## DOCUMENT:
# # # # #
Given the growing negativity surrounding Goldman, I was a bit surprised to read a piece in today's Wall Street Journal by James Stewart titled "How Investors Can Get In On Buffett's Goldman Play." My first reaction was to say "why bother" betting on Goldman's future when even Buffett is now so deep underwater on his GS investment? Why bother when it seems that Buffett has slipped in the footsteps of so many other big money men who have been scalded the last 12 months trying to play value investor in financials? It turns out that Mr. Stewart is a long-time investor in GS, so he can be excused for wanting to come up with some positive rationale for clinging to those holdings. Stewart's Buffett play is to buy Jan 2010 calls to achieve the $115 strike price on the warrants. For some downside protection, Stewart recommends nabbing Goldman bonds which are now trading for 80 cents on the dollar. He purchased some bonds yielding 10%. Although such a high yield effectively puts Goldman in junk bond status, Stewart finds comfort in the seniority of these bonds and the government's incentive to do what it takes to keep Goldman alive: "Note that these Goldman bonds are senior to both Mr. Buffett's preferred stock and the government's, which means bond interest and principal gets paid before either Mr. Buffett or the Treasury. Even in the unlikely circumstance that Goldman would be facing default, the U.S. would have a strong incentive to inject more capital into Goldman."
# # # # #
## PROVIDED INFORMATION:
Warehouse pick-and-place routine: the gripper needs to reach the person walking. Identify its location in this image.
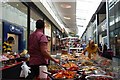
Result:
[28,20,59,78]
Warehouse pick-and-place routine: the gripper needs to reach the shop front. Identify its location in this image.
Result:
[108,0,120,56]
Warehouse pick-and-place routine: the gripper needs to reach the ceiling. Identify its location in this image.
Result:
[53,2,78,33]
[48,0,101,36]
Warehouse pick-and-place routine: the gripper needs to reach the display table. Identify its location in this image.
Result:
[0,62,22,80]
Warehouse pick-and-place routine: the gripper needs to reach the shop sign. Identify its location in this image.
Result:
[101,24,107,31]
[10,25,22,33]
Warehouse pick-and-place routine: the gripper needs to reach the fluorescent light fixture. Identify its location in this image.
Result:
[64,17,71,20]
[60,4,72,8]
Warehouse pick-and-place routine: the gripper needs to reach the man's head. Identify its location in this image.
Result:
[8,36,14,44]
[36,19,45,29]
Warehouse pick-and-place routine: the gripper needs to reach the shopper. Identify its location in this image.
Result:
[29,20,59,78]
[82,40,101,59]
[3,36,15,53]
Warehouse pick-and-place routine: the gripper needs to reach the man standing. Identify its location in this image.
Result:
[29,20,59,77]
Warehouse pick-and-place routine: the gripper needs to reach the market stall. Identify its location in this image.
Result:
[48,54,118,80]
[0,50,28,80]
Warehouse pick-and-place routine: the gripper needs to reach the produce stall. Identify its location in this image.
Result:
[48,54,119,80]
[0,50,28,80]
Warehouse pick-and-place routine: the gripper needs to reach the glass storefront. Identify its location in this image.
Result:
[0,20,2,54]
[109,0,120,55]
[2,2,28,52]
[44,20,52,52]
[30,9,43,33]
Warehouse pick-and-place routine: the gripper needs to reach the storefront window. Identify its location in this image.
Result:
[51,26,56,54]
[44,20,52,51]
[30,9,43,33]
[109,0,120,55]
[0,20,2,54]
[2,2,27,52]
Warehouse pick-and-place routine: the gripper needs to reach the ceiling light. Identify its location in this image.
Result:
[60,4,72,8]
[64,17,71,20]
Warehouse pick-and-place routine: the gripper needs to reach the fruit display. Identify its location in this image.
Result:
[48,65,61,71]
[62,62,79,71]
[53,70,75,79]
[86,75,113,80]
[81,61,94,66]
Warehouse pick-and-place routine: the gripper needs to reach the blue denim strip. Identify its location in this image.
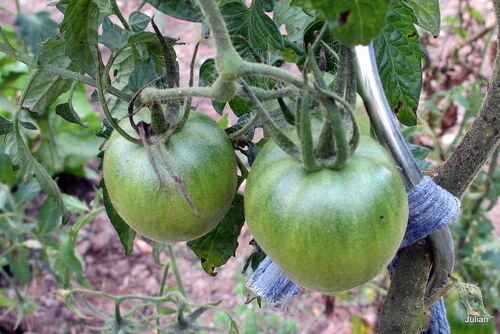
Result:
[247,176,460,334]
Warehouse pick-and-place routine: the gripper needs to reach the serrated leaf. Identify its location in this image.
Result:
[95,119,113,139]
[187,194,245,276]
[23,239,43,249]
[60,0,100,78]
[309,0,390,46]
[56,102,89,128]
[220,2,284,60]
[63,194,90,214]
[373,1,424,126]
[37,198,61,235]
[7,247,31,286]
[100,179,136,255]
[128,11,151,32]
[14,11,57,54]
[408,0,441,37]
[0,115,13,136]
[146,0,203,22]
[290,0,315,16]
[255,0,276,12]
[4,122,69,223]
[273,0,314,45]
[23,38,74,115]
[128,57,156,93]
[99,17,131,51]
[19,122,37,130]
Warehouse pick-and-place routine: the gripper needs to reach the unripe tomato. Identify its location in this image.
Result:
[103,112,237,243]
[245,136,408,294]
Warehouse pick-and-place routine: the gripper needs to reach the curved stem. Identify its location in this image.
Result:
[277,97,295,125]
[167,244,187,299]
[0,43,132,101]
[229,114,259,140]
[240,80,301,160]
[111,0,130,30]
[199,0,244,80]
[139,87,217,104]
[298,95,320,172]
[96,47,141,144]
[156,263,170,334]
[238,62,304,89]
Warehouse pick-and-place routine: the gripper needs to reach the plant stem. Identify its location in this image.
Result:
[240,80,301,161]
[229,114,259,140]
[156,263,170,334]
[167,244,187,299]
[110,0,130,30]
[199,0,244,80]
[0,44,132,101]
[96,47,141,144]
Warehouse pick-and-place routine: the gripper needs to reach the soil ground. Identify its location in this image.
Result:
[0,0,500,334]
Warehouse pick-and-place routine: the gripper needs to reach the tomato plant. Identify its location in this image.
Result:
[103,113,237,243]
[245,136,408,294]
[0,0,500,333]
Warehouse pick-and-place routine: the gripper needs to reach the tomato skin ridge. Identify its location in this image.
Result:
[103,112,237,243]
[245,136,408,294]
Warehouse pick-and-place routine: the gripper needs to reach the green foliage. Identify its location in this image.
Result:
[0,0,500,334]
[373,1,424,125]
[187,195,245,276]
[309,0,388,46]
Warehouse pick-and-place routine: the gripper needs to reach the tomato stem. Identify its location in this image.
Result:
[240,80,301,160]
[298,94,320,172]
[150,102,172,135]
[167,244,187,300]
[95,46,141,144]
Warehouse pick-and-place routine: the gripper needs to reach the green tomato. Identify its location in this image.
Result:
[245,136,408,294]
[103,112,237,243]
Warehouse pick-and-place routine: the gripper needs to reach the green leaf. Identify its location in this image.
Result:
[408,0,441,37]
[99,17,130,51]
[128,11,151,32]
[37,198,61,235]
[128,57,156,93]
[14,11,57,54]
[0,115,13,136]
[7,247,31,286]
[255,0,276,12]
[100,180,135,255]
[19,122,37,130]
[56,102,89,128]
[220,2,284,60]
[199,58,226,115]
[14,179,42,203]
[60,0,100,78]
[373,1,424,126]
[146,0,203,22]
[273,0,314,46]
[187,194,245,276]
[4,122,69,223]
[63,194,90,214]
[290,0,315,16]
[309,0,390,46]
[23,38,75,115]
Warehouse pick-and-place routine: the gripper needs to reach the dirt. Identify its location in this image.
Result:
[0,0,500,334]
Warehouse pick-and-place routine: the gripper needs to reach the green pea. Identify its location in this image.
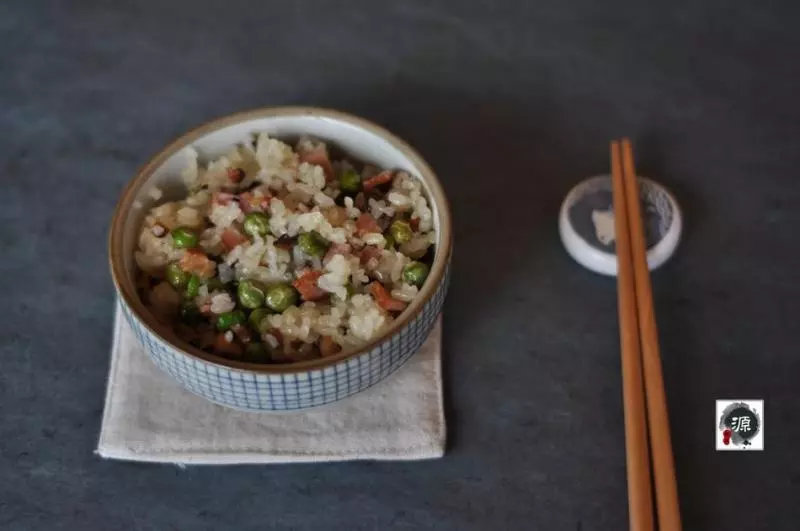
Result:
# # # # #
## THE EXERCISE:
List every numeric figure in the Goldman commentary, including time spans, dates, prices, and percentages, each with the words it is attached to. The rows have nothing to do with the Goldman commentary.

## IN RESPONSE:
- the last 12 months
- Jan 2010 (calls)
- $115 strike price
- 80 cents on the dollar
- 10% (bond yield)